PROVIDED ENTRIES: Begin

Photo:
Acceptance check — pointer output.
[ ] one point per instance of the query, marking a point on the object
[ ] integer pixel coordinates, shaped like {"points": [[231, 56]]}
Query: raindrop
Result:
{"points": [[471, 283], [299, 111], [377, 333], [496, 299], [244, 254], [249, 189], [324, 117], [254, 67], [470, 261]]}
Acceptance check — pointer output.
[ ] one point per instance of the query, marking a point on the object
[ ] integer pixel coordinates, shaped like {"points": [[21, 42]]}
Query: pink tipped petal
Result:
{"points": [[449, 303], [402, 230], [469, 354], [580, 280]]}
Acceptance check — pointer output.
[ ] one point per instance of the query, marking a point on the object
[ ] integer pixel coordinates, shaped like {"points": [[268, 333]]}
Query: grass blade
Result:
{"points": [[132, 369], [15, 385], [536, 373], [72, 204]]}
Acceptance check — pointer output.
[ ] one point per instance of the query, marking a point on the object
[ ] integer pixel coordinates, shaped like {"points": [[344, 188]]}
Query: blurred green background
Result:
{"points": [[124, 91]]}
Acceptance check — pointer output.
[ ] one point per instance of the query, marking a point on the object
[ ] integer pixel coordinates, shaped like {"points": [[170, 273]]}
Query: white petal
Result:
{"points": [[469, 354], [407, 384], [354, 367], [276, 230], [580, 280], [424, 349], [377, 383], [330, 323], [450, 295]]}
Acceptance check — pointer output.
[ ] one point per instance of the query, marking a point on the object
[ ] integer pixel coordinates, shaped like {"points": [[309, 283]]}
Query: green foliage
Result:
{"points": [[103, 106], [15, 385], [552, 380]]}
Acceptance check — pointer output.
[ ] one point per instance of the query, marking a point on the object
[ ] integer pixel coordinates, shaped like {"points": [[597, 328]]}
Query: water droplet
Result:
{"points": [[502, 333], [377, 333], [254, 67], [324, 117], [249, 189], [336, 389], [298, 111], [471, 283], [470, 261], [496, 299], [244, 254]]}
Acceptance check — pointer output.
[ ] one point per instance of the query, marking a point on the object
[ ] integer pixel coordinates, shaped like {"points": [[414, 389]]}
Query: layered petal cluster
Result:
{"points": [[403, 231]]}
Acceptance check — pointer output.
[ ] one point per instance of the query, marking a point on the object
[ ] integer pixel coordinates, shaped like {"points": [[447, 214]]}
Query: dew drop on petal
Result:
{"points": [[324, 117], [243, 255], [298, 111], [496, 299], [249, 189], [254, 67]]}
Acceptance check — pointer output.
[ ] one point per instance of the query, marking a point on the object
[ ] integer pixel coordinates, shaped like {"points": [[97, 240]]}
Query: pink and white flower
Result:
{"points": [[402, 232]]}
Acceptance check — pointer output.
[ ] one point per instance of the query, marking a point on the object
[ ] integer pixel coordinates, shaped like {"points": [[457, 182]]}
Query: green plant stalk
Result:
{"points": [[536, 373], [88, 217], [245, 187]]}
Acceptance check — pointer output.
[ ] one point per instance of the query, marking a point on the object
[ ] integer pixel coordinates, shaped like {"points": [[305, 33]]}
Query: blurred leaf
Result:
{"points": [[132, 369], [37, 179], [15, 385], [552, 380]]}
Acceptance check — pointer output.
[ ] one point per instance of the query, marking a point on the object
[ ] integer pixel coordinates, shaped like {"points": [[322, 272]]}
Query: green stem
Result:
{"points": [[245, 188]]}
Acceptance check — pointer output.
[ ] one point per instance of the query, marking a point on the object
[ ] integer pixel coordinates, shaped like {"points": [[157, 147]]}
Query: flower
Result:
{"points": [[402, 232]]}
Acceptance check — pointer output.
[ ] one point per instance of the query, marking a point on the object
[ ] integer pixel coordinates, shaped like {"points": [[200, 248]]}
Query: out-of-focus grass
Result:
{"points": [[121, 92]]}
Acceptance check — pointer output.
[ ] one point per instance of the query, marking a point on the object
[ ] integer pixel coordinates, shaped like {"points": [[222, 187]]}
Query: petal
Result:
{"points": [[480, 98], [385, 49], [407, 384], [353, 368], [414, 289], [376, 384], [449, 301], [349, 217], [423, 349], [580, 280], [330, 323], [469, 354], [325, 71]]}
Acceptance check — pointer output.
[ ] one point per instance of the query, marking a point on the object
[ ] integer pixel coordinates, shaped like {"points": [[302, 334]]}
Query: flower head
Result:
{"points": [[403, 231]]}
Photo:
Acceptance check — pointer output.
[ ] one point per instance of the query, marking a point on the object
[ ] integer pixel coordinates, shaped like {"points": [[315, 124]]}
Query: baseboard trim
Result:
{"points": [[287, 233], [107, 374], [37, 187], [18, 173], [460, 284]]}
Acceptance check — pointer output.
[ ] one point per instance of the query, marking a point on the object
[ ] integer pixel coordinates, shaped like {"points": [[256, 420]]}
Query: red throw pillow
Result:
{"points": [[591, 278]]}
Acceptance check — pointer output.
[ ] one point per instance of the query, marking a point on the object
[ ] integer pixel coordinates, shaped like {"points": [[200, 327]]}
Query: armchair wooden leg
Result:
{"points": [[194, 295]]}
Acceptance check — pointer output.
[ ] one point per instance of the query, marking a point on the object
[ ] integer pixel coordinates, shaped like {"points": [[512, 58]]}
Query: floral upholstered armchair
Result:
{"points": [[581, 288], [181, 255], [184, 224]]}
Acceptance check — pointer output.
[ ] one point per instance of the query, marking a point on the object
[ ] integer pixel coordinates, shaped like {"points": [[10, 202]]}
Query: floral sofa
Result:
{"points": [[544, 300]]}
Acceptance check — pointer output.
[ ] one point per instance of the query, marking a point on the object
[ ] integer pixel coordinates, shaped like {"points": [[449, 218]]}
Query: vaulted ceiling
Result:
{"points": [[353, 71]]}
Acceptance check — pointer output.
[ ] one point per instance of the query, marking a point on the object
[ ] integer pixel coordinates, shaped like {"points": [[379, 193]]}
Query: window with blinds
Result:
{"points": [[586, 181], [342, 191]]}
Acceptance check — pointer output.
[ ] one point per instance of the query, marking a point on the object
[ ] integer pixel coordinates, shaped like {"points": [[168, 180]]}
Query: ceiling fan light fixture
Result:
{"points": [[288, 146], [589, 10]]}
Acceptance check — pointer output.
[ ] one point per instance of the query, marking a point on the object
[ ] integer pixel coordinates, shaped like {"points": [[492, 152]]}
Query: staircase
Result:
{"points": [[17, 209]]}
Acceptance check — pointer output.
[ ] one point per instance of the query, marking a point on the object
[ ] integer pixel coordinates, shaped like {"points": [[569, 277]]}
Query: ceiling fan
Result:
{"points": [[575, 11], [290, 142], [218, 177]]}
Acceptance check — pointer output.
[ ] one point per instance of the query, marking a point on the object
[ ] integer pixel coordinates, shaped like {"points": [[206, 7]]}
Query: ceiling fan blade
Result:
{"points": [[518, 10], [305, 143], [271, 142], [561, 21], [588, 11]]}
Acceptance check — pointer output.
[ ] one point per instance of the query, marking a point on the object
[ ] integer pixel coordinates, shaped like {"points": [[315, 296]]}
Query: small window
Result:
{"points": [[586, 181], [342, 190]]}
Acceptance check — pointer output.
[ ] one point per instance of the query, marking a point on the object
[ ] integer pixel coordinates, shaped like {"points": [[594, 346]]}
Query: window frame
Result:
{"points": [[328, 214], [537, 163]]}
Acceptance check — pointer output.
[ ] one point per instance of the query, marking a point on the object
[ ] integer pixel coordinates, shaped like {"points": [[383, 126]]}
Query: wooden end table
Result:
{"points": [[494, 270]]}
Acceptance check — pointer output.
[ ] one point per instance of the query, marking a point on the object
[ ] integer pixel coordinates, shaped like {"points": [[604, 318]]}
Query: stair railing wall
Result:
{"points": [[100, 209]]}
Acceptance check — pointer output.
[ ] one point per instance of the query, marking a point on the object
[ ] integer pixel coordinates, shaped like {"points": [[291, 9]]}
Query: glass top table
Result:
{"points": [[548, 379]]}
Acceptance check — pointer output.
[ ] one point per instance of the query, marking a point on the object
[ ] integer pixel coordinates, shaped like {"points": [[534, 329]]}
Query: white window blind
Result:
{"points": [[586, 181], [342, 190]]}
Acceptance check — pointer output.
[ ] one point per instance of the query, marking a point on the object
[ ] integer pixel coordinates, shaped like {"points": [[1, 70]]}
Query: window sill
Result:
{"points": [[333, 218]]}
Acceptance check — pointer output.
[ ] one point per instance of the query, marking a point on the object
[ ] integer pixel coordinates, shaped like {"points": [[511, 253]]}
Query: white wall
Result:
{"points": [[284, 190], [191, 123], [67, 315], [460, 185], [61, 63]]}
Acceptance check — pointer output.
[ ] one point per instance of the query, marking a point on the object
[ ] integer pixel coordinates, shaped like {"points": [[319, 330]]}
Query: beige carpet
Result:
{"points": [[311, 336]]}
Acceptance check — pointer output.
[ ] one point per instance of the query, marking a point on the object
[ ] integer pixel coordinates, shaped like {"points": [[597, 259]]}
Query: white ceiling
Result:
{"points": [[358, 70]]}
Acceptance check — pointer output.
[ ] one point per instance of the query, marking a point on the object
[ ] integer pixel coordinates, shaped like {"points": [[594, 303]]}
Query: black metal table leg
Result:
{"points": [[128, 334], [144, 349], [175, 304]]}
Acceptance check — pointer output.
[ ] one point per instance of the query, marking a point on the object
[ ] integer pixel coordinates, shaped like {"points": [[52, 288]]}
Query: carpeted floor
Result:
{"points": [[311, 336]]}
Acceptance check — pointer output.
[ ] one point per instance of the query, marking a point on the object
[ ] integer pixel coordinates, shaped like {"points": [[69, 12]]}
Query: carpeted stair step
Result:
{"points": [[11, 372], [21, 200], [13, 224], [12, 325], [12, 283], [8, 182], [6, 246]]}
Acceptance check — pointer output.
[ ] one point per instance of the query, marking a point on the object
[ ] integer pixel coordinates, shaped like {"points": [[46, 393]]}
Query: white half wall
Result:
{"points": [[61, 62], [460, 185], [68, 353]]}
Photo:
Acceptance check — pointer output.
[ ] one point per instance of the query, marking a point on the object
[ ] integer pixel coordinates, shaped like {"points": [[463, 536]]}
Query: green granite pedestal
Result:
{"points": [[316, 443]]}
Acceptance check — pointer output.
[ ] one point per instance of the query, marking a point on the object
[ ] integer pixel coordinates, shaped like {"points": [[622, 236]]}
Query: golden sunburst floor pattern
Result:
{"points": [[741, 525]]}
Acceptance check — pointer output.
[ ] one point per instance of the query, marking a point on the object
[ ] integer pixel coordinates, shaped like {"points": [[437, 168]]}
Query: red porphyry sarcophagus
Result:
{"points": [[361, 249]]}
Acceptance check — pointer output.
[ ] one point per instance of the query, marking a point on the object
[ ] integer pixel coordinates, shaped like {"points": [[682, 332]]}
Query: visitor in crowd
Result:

PROVIDED ENTRIES: End

#### [TRY IT]
Find the word "floor" in the records, and report each line that has it.

#### [WRITTEN ANSWER]
Query: carpeted floor
Query: golden sunburst floor pattern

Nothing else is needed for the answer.